» Problem statement:
Reproduce the lines of the material below word for word, beginning with the line that contains "of the parked" and continuing through the line that contains "column 6, row 135", both of those lines included.

» Data entries:
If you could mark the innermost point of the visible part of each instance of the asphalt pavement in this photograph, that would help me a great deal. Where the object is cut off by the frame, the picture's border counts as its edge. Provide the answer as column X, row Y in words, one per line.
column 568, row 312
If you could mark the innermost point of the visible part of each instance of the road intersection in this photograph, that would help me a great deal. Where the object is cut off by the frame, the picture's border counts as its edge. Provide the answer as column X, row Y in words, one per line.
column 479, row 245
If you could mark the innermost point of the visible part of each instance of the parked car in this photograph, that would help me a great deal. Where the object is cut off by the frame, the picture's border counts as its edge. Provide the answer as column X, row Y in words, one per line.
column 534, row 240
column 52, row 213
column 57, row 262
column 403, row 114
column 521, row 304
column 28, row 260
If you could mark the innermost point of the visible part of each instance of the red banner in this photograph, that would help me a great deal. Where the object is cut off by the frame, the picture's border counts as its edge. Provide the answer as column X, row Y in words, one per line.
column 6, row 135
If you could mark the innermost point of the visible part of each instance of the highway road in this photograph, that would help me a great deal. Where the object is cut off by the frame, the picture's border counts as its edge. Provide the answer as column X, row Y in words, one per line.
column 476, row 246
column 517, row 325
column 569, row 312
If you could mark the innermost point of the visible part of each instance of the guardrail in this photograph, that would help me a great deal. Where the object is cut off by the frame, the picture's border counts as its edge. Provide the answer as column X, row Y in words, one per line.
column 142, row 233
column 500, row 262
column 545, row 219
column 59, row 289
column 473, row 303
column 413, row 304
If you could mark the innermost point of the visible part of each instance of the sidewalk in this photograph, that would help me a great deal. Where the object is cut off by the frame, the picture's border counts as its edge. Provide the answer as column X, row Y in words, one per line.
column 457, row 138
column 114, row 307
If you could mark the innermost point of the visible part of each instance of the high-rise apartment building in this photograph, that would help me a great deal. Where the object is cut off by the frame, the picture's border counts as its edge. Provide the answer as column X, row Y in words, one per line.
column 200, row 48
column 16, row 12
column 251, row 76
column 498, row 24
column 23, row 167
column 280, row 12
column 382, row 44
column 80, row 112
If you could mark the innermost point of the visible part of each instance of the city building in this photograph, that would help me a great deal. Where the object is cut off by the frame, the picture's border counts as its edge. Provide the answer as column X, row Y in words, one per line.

» Solution for this problem:
If you could mark the innermost point of the visible part of each instance of the parked car in this photograph, that would help me a great deal. Where the object is cut off by the frame, the picture's border counts as its edge. Provide the answer as column X, row Y in words, one per line.
column 534, row 240
column 52, row 213
column 57, row 262
column 403, row 114
column 521, row 304
column 28, row 260
If you could mark the innermost point of the visible part of each instance of the red banner in this photograph, that would help me a great deal. Where the object is cut off by the frame, the picture's border counts as its edge. Provide the answer as column X, row Y in words, one per line.
column 6, row 135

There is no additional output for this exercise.